SELECTED EXTRACT →
* BEGIN *

On the ensuing third-and-short situation, the offensive line again allowed the Nittany Lions to penetrate and blow up a short-yardage run in the backfield to force a punt. Ohio State has fixed a lot of things that hurt the team last year, but short-yardage running continues to be problematic. That seems likely to cost the team at some point and it’s one of the main reasons Saturday’s game was even close.

This might be fixable by spreading the defense out via formation and running with fewer defenders close to the line of scrimmage or burning an opponent with a play-action pass or two in that situation to keep them honest.

Unsportsmanlike Conduct

Penn State tight end Brenton Strange was called for unsportsmanlike conduct for hitting J.T. Tuimoloau in the head from behind. There’s no doubt it was a penalty, but taking a swing at an opponent, particularly from behind, should be an automatic disqualification from the game. While the act had little chance of actually hurting Tuimoloau, there’s just no place in the game for taking a swing at your opponent’s head.

Strange was allowed to continue and went on to make a key play in the fourth quarter. Ronnie Hickman forced a fumble at the goal line when he knocked the ball out of Mitchell Tinsley’s hands. Strange recovered and was initially given a touchdown despite the ball being out of the end zone when it was recovered — see earlier aggravation about officials’ rulings at the goal line.

The play was correctly overturned, but Penn State then scored on fourth-and-goal when Tommy Eichenberg couldn’t pull down Kaytron Allen in the backfield. That touchdown gave Penn State a fourth-quarter lead and may never have happened had Strange been ejected.

J.K. Johnson’s Tough Day

Cornerback Jakailin Johnson had a tough afternoon in Happy Valley. On the same drive that Strange took his swing at Tuimoloau, A short pass for a first down became a nightmare play that turned a 10-0 game into the tight battle it ultimately became. Sean Clifford completed a pass to Parker Washington for a first down and the Buckeyes were in good shape with both Tanner McCalister and Johnson closing in.

But McCalister went to the ground and lost his grip on Washington. Johnson did what far too many young defenders do and went for the big hit to knock down the receiver without using proper technique to wrap up. Johnson bounced off the receiver, who kept his balance and raced the remaining distance to the end zone to pull the Nittany Lions within 10-7, igniting the crowd and stealing momentum back from the Buckeyes. Penn State went on to win the second quarter, 14-3, and led at the half.

* END *

EXTRACTED ENTRIES →

* BEGIN *

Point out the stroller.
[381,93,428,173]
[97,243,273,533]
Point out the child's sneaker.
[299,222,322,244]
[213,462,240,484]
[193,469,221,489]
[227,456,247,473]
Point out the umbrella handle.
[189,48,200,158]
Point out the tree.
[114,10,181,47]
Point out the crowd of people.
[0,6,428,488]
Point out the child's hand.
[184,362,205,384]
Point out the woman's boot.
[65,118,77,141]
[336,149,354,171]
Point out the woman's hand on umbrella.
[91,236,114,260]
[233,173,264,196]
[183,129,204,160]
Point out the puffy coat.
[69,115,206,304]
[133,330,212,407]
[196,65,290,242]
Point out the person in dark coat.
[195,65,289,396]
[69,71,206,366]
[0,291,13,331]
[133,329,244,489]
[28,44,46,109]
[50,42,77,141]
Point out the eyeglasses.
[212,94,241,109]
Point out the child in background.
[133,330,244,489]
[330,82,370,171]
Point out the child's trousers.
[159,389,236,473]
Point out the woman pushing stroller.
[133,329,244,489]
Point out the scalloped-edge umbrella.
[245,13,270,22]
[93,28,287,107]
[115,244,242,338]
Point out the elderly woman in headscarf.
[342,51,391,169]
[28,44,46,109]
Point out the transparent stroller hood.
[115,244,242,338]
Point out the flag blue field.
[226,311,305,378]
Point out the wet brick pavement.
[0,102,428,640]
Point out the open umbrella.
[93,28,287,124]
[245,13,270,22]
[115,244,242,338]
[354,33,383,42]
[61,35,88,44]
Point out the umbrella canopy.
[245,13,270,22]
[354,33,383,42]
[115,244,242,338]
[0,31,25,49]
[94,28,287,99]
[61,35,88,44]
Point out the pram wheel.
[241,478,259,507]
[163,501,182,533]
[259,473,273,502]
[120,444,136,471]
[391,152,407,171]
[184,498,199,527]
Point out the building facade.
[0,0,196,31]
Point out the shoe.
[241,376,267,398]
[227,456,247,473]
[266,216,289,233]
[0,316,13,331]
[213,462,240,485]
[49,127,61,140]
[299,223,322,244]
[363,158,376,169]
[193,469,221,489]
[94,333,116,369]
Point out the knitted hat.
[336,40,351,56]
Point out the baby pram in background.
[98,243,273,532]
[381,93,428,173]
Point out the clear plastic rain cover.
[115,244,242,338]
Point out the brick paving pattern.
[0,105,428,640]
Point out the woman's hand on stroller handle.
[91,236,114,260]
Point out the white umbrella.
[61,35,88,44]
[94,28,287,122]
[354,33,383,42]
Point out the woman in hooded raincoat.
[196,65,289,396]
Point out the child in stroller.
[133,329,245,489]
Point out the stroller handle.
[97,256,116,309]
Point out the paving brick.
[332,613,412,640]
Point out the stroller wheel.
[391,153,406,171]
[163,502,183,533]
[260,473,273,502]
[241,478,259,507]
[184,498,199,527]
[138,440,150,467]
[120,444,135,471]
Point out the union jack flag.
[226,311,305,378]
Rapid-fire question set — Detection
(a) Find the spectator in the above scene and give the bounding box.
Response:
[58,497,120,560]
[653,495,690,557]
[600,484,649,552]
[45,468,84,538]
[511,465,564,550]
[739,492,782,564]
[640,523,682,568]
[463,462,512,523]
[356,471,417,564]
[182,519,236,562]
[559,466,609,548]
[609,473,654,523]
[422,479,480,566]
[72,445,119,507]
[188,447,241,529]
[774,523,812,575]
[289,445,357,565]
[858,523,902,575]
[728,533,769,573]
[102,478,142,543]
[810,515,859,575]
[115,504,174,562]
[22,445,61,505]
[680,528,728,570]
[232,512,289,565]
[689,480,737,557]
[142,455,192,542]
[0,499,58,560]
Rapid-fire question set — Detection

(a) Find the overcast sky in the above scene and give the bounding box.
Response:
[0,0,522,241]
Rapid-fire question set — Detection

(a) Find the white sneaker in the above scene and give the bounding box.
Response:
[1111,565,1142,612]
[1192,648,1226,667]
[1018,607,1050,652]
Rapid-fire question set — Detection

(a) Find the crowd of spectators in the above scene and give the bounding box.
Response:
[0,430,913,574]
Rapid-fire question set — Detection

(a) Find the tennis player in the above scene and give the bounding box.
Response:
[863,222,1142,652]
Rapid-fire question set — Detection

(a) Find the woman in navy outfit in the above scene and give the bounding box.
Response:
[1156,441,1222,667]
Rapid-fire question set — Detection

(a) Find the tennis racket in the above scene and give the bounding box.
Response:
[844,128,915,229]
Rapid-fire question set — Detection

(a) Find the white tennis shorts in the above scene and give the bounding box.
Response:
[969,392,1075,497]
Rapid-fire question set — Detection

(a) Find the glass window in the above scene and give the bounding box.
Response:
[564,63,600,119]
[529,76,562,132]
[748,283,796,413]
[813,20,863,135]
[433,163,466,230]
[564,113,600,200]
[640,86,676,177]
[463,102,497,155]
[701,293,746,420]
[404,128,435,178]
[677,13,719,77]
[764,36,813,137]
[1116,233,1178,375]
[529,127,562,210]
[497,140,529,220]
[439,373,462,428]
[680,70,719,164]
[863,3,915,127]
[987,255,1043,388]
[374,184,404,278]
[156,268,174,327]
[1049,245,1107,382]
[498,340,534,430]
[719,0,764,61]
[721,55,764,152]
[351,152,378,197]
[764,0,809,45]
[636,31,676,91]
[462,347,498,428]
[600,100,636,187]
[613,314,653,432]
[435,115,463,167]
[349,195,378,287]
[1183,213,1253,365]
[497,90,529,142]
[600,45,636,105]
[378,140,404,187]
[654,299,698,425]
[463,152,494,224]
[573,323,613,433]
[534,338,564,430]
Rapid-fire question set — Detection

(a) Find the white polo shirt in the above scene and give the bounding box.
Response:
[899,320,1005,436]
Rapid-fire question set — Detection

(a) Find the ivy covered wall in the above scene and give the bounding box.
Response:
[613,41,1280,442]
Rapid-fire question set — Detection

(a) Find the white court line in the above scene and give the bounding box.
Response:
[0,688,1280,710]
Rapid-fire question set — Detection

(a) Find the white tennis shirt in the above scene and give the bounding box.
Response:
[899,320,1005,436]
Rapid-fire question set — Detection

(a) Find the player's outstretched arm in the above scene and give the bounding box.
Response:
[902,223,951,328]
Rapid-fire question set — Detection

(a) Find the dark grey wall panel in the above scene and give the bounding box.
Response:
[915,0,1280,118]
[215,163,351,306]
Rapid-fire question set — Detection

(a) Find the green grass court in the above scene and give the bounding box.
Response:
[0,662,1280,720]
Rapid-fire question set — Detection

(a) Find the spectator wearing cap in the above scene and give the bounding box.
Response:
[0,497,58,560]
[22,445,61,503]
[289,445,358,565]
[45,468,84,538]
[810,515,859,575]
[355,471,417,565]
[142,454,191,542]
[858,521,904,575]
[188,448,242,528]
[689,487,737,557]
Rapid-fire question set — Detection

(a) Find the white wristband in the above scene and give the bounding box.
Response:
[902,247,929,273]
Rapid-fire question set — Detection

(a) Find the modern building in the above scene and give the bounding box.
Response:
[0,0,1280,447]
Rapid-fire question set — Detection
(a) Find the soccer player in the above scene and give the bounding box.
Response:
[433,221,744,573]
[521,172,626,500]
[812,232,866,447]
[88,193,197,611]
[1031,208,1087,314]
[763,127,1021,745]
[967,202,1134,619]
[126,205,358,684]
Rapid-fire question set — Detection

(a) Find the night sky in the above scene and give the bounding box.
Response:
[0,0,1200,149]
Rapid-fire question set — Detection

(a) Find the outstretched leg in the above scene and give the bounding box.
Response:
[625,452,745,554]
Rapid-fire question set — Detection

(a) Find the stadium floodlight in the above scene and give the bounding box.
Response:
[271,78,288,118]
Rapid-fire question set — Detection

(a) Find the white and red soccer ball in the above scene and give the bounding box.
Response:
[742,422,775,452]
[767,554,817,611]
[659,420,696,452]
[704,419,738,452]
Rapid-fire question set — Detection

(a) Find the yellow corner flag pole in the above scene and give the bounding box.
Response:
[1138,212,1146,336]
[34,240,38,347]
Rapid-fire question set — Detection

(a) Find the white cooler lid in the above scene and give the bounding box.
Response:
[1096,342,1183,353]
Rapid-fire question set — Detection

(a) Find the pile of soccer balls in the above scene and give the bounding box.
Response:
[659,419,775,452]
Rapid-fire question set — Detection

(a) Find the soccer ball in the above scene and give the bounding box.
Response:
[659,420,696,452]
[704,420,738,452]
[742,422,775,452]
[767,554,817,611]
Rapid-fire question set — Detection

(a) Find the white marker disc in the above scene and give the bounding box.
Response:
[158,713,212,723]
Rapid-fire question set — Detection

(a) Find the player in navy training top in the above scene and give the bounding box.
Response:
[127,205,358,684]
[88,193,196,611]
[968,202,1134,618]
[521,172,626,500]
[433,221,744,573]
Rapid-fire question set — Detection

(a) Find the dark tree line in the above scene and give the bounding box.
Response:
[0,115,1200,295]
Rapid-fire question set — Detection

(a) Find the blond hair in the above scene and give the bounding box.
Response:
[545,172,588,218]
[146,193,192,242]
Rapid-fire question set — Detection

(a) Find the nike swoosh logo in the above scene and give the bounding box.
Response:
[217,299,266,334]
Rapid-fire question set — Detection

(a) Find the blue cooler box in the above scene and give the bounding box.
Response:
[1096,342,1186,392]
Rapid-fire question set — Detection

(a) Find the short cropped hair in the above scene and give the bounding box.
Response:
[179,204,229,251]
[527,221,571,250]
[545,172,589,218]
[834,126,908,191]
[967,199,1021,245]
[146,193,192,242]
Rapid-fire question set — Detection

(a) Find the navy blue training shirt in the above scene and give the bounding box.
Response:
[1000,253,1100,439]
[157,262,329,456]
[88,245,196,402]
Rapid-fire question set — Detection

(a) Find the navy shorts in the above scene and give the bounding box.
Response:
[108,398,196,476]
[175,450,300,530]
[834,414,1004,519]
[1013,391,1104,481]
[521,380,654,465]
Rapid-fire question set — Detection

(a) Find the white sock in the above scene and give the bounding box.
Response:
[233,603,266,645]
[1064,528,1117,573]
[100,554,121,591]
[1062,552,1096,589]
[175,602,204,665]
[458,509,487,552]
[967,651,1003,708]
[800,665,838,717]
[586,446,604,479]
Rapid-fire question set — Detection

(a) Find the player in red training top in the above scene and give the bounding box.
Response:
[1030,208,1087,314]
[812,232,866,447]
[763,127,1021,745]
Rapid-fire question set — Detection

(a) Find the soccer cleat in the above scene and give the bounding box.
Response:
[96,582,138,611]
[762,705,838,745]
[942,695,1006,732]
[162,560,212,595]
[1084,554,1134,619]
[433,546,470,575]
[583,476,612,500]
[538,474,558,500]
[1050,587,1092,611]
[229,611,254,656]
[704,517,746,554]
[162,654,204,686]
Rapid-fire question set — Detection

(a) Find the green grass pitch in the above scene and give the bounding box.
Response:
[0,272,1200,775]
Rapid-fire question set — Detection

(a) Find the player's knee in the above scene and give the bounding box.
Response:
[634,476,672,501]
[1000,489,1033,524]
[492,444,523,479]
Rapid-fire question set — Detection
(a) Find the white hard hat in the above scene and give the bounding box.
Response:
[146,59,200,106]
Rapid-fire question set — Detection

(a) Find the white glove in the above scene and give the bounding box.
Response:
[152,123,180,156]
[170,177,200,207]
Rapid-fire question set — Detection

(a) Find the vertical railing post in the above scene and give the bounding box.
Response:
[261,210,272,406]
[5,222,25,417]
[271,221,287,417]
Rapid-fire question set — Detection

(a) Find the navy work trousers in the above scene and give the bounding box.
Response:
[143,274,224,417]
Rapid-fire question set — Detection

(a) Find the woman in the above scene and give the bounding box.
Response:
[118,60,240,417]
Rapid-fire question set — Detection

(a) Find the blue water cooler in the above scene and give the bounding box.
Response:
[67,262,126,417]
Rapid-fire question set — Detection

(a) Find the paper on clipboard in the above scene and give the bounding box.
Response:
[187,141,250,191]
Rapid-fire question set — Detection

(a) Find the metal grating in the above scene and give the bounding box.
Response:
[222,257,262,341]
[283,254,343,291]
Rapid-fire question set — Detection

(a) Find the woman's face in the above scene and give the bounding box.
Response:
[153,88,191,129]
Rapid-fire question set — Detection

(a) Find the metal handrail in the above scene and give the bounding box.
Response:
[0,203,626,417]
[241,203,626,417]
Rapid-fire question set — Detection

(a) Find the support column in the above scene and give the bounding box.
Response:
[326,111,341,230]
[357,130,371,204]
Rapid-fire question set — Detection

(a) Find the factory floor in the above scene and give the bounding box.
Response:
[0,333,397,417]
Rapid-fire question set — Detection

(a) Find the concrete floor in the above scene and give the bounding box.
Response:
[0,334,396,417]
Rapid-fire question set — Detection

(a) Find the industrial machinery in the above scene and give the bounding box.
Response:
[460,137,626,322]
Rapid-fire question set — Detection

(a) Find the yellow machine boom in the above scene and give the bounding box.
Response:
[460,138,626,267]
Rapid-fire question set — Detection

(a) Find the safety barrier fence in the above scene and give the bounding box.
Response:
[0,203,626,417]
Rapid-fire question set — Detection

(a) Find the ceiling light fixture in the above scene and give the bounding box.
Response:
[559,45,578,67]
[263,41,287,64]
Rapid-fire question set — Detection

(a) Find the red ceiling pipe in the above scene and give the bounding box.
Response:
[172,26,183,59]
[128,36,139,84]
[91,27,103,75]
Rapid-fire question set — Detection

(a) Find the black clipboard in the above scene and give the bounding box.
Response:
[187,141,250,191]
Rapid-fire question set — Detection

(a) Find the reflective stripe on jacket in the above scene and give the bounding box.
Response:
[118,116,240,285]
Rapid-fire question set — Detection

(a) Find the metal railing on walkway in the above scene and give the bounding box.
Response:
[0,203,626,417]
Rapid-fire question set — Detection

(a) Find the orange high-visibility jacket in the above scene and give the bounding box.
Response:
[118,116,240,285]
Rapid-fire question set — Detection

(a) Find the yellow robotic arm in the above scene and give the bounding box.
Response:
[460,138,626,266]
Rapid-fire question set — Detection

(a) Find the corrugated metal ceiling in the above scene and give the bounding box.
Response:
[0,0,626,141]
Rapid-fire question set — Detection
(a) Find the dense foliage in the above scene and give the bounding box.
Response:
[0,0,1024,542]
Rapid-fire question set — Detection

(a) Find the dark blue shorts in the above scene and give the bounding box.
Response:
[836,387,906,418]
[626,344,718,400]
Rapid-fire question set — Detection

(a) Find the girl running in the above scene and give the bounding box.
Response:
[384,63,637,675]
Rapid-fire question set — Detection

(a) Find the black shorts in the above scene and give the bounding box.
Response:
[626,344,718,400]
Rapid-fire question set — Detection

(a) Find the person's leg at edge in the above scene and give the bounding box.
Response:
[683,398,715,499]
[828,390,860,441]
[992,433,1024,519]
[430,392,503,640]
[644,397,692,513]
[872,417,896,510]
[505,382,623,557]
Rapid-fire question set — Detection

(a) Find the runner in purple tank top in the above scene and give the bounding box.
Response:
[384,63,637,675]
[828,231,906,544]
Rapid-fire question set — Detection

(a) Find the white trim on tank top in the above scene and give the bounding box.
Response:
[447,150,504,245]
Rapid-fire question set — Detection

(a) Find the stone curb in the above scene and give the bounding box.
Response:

* END *

DIRECTIONS →
[1] Repeat the passage of the Ohio State–Penn State analysis starting with "Strange was allowed" and going on through "Strange been ejected.".
[2] Continue the Ohio State–Penn State analysis, picking up after its final sentence.
The listing comes from a separate source and is unrelated to the Ohio State–Penn State analysis.

OUTPUTS FOR THE TASKS →
[1]
Strange was allowed to continue and went on to make a key play in the fourth quarter. Ronnie Hickman forced a fumble at the goal line when he knocked the ball out of Mitchell Tinsley’s hands. Strange recovered and was initially given a touchdown despite the ball being out of the end zone when it was recovered — see earlier aggravation about officials’ rulings at the goal line.

The play was correctly overturned, but Penn State then scored on fourth-and-goal when Tommy Eichenberg couldn’t pull down Kaytron Allen in the backfield. That touchdown gave Penn State a fourth-quarter lead and may never have happened had Strange been ejected.

[2]
Johnson had plenty of other issues later in the game in coverage. The worst of those was when he committed pass interference on a seemingly uncatchable ball on which he had good coverage on a Penn State third-and-16 play. That came at the start of the same drive on which Strange fell on the fumble near the goal line and allowed Penn State to take a fourth-quarter lead. The young corner will have better games than this one, and in fact, already has had several.

First Half Endgame a Masterclass in What Not to Do

Marvin Harrison Jr. picked up a big first down with seven seconds remaining in the second quarter at the PSU 8-yard line. Some fans, like me, were incensed that Ohio State opted to spike the ball rather than use its final timeout, wasting a second and leaving six on the clock. There was some confusion as to whether Ohio State had any timeouts remaining because the FOX broadcast graphic showed one remaining, as did the official stats broadcast used by the media. However, the Buckeyes had actually used their three, with two of them coming within a two-play span earlier in the drive (one was erroneously announced as a Penn State timeout by the on-field official).

On the ensuing play, Stroud did not get the ball out quickly despite the game clock winding down. He double-clutched and was hit, losing the ball. Although Luke Wypler fell on the football, the game clock expired, making it not matter which team came up with the recovery, and the Buckeyes got no points to show for their final drive. Stroud’s awareness of the game situation was a big mistake, as the quarterback should have made one read and then fired the ball over everyone’s heads and out the back of the end zone to preserve time for a go-ahead field goal. The Buckeyes trailed 14-13 at the half instead of leading 16-14 because of the error.

Despite the timeout situation not ultimately being what many thought it was, Day was still largely outcoached in the first half and that’s been a problem in big games since he took over. Ohio State’s second-half adjustments, the final results on the field, and the Buckeyes’ record have largely masked it, but Day’s first-half coaching performances in big games have left a lot to be desired since he took over the program.

When a couch potato like me can look at the alignment of the defense and then watch in horror as Ohio State runs unsuccessfully into the teeth of that defense, losing yards on critical, possession-wasting plays, it seems logical that the coaches paid millions can also see that the play isn’t going to work. I’m all for saving timeouts, but when using one can keep the team out of a bad third-and-1 play and extend a drive as a result, maybe it’s good to take one.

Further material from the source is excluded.